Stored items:

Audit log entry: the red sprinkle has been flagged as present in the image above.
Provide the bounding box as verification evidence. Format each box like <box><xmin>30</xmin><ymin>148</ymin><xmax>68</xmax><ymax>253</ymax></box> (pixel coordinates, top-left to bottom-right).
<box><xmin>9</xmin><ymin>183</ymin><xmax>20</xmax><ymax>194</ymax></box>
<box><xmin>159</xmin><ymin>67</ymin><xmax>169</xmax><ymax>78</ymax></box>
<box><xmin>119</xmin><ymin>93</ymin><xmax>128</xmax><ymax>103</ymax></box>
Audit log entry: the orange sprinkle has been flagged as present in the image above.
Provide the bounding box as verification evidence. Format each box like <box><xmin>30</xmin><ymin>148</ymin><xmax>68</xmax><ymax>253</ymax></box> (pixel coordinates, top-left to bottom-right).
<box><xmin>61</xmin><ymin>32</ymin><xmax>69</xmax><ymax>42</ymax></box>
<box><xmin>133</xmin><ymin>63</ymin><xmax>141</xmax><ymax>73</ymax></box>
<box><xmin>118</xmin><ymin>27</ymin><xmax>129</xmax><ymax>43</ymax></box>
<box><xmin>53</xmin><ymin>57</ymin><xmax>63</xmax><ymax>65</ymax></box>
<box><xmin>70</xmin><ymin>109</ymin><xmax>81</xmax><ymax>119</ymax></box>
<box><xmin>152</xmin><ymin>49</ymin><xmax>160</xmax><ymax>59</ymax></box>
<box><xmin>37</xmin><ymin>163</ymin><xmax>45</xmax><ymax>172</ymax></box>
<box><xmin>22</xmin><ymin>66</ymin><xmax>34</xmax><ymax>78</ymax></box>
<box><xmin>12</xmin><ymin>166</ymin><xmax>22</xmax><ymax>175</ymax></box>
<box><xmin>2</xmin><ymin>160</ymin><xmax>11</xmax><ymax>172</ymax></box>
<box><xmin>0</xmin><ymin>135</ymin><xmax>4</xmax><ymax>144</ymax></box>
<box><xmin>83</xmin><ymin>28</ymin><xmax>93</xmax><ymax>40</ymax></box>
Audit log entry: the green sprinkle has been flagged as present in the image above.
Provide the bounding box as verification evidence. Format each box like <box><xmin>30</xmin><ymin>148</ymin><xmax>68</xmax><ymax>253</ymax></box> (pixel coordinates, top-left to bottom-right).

What to produce: Look through the entries above and copy each line that has "entry" in it.

Task solution:
Audit log entry: the red sprinkle has been flagged as present in the image above.
Audit log entry: the orange sprinkle has been flagged as present in the image above.
Audit log entry: the green sprinkle has been flagged as present in the image above.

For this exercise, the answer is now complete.